• ZIEL DER ÜBUNG: Welche Figuren, die im Motor oder im Unternehmen tätig sind, kommen im Leseauszug vor?

• LESEAUSZUG:
——————————
Maßgeschneidert hockt der Arbeiter in seinem kuschelig eingerichteten Ölsumpf mit freiem Zugang zu den Laufbuchsen. Voller Hingabe zu seiner Marke – oder mittels üppiger Bezahlung, die den Kaufpreis in die Höhe treibt – verrichtet der Arbeiter seinen Dienst, bis er sich eines Tages still und heimlich in das Rentnerdasein verabschiedet, oder er einen Anruf seines Produktmanagers bekommt, der auf Druck der Marketingstrategen das Ende des Produktlebenszyklus verkündet.
Manche glauben ja wirklich an die Mär der Kurbelwelle, doch wir wissen: Den Job macht der kleine Mann im Motor! Wie das funktioniert zeigen wir zuerst am Beispiel des bayuwarischen Weißwurstvergasers.
——————————
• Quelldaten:
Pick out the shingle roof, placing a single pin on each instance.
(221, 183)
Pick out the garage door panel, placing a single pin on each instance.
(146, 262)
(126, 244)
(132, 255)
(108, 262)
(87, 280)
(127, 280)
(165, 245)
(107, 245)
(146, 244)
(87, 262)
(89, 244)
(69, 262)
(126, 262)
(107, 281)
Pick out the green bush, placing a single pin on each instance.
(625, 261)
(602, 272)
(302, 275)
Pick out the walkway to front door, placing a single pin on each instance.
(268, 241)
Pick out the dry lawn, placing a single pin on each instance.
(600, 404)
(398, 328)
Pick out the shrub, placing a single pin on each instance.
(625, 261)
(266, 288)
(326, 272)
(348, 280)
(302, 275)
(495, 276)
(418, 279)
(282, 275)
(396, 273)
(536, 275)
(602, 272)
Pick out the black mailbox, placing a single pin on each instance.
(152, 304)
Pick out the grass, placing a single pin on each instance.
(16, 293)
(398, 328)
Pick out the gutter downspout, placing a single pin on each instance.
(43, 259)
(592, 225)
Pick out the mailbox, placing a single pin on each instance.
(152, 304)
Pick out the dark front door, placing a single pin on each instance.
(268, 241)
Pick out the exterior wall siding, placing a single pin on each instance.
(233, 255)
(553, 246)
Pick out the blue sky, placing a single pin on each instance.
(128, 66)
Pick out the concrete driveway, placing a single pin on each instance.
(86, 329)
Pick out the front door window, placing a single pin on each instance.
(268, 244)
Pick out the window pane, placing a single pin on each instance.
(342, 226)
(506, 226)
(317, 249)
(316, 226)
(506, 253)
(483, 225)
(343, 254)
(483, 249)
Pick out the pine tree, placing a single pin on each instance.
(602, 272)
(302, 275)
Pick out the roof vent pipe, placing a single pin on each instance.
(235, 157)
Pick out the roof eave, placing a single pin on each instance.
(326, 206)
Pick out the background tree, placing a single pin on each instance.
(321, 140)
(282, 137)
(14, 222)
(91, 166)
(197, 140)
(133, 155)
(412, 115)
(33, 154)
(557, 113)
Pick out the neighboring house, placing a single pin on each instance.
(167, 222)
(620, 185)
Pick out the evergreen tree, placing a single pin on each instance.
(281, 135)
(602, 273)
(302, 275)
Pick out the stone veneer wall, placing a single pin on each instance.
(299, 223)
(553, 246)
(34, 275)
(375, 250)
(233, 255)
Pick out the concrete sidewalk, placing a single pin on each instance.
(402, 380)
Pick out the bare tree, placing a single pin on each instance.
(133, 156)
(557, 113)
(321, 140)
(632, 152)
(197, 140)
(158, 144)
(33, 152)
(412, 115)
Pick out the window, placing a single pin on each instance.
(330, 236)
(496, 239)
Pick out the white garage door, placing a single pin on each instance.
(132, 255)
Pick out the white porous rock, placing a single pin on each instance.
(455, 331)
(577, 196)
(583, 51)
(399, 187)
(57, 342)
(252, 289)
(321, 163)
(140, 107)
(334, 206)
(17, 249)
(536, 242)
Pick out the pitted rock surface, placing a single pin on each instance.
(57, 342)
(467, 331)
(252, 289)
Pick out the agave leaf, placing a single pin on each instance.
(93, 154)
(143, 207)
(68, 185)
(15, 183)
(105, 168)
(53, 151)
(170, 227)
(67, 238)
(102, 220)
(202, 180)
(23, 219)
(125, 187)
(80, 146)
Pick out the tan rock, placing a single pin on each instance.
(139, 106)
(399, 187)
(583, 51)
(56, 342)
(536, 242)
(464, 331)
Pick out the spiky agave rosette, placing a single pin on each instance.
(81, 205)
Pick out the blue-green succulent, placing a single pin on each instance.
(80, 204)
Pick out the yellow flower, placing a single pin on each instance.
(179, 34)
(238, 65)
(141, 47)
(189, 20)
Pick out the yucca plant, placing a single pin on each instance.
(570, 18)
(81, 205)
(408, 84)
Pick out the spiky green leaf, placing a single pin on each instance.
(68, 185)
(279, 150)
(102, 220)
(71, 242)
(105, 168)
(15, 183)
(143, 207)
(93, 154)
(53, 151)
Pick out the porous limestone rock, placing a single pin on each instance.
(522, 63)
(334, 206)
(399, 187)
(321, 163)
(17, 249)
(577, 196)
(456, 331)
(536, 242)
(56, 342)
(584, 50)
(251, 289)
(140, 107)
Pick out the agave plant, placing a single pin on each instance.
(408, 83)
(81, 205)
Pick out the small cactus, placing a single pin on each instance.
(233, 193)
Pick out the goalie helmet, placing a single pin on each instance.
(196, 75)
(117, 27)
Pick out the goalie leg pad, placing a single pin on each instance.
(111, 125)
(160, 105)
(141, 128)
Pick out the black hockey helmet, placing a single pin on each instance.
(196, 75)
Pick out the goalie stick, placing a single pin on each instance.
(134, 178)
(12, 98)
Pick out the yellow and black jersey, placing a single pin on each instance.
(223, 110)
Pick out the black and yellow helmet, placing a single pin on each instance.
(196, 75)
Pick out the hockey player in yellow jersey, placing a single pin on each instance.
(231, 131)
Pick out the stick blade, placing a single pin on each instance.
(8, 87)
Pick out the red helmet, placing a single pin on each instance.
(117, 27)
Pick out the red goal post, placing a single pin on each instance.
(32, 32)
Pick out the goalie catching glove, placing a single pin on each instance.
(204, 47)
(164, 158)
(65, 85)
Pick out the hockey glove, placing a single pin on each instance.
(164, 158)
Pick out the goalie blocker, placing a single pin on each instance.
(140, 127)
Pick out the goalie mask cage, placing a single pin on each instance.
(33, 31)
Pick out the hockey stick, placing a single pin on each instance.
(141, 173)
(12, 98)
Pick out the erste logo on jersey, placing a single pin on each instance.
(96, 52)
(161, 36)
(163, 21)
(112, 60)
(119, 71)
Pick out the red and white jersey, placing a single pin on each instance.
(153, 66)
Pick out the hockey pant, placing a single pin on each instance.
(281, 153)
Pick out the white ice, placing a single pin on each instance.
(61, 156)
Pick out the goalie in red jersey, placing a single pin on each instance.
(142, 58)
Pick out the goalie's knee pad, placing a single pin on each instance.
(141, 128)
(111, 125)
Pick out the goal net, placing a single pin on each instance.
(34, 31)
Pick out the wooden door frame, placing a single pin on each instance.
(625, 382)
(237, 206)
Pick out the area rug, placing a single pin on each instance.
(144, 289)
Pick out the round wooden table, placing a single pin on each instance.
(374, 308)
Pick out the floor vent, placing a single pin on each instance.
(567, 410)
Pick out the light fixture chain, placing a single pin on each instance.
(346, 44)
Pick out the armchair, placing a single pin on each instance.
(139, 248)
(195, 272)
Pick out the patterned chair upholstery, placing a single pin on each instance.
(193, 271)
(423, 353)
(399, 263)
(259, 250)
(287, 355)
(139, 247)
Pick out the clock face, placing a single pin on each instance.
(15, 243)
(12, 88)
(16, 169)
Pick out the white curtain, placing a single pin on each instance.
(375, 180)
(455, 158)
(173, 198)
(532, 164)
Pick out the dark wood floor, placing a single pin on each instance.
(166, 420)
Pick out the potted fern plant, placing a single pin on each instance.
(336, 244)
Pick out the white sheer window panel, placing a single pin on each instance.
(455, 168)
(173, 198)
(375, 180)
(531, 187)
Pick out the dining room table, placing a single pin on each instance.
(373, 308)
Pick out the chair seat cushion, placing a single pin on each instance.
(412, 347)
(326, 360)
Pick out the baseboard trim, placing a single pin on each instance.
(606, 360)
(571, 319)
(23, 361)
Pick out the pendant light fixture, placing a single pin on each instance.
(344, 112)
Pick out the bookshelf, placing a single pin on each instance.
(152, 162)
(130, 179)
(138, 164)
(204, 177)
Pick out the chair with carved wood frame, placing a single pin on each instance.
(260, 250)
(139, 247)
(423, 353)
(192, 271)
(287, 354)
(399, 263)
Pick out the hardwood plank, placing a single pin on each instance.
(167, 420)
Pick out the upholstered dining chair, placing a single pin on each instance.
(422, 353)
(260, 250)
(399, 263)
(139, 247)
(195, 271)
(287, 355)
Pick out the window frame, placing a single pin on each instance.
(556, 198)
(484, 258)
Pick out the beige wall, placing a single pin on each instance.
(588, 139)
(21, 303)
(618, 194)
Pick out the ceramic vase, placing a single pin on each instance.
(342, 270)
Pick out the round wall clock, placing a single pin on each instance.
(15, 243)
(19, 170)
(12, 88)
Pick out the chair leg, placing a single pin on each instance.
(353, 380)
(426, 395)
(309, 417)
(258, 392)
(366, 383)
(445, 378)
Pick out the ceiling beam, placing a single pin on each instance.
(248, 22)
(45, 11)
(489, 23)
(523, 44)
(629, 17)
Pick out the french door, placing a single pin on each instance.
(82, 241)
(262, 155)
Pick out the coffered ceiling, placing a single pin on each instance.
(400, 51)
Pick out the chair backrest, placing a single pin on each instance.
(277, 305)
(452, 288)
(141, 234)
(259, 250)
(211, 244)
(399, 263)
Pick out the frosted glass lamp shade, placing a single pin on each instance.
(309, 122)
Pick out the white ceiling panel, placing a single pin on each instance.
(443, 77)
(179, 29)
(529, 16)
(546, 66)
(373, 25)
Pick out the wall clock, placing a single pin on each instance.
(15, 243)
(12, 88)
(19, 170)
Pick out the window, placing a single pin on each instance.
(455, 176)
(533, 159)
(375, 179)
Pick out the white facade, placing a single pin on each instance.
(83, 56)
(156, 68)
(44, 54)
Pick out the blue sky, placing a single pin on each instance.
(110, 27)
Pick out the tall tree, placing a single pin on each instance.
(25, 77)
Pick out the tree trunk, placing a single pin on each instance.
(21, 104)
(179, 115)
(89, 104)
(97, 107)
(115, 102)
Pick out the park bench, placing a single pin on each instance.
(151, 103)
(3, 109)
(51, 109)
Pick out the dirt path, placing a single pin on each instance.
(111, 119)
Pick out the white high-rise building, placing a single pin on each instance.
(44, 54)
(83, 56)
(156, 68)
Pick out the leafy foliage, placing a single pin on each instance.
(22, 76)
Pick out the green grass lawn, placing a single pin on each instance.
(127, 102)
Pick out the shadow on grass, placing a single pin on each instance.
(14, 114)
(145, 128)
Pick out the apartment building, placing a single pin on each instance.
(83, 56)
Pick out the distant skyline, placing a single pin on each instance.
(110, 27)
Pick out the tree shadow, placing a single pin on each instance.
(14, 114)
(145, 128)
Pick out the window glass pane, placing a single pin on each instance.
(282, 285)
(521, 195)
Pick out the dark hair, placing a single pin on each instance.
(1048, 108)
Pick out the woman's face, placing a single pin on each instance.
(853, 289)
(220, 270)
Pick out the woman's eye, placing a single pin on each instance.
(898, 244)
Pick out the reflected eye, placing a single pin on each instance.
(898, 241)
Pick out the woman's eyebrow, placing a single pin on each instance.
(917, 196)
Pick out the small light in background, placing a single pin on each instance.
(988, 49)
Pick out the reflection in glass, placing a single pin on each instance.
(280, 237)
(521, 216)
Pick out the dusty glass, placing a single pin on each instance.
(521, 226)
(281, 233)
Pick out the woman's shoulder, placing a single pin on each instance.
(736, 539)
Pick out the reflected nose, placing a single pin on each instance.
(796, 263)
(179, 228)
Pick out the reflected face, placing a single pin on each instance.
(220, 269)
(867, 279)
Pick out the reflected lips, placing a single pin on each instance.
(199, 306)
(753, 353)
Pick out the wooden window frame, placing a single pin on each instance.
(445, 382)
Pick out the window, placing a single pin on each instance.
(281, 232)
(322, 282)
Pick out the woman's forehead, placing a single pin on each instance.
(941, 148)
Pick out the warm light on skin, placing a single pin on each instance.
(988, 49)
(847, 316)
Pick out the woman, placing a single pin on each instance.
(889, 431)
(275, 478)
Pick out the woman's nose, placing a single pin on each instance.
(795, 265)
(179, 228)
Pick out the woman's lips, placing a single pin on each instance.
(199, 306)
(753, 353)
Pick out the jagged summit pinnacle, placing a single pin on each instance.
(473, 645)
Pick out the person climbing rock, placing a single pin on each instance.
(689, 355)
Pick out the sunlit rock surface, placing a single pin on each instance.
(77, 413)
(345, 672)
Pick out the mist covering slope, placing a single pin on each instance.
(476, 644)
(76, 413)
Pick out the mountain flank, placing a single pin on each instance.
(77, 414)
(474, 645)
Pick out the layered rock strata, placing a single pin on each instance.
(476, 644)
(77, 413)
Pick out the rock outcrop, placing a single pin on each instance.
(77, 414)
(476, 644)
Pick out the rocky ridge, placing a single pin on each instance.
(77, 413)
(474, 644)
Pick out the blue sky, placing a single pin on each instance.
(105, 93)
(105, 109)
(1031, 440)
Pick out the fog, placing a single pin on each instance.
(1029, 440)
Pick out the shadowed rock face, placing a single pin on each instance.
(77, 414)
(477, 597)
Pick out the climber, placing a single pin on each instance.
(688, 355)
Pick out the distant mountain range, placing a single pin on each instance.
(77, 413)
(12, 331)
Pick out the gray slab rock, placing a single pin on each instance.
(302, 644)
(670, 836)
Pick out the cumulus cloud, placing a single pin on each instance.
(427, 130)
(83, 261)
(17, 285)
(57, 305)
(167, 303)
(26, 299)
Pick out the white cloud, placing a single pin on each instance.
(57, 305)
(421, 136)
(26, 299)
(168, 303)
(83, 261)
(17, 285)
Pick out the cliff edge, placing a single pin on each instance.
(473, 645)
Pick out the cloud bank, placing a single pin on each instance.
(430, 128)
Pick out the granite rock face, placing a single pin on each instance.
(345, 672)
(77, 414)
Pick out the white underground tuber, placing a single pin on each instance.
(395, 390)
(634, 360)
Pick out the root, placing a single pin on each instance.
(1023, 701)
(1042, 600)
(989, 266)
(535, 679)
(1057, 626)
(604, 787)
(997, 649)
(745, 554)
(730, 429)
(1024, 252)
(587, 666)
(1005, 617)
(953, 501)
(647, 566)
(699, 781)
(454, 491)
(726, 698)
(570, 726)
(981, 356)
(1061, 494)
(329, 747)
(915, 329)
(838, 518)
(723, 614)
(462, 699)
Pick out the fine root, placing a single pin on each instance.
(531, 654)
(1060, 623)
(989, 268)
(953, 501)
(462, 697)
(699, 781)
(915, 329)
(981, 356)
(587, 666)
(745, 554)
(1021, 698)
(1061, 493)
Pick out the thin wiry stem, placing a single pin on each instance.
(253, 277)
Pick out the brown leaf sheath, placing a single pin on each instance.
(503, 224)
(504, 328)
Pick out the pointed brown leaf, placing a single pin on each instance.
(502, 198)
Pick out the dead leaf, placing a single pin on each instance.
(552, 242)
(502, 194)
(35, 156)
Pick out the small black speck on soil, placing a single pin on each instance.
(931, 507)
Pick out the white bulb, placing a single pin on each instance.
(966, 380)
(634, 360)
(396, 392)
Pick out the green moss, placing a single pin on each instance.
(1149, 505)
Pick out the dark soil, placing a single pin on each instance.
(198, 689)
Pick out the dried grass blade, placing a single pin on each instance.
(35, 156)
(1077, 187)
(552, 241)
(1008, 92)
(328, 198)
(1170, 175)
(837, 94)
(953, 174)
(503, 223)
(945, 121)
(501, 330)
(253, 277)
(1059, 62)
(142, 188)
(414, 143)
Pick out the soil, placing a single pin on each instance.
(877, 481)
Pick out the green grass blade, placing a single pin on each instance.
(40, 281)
——————————
• ÜBUNGSERGEBNIS:
- der Arbeiter (der kleine Mann im Motor)
- sein Produktmanager
- die Marketingstrategen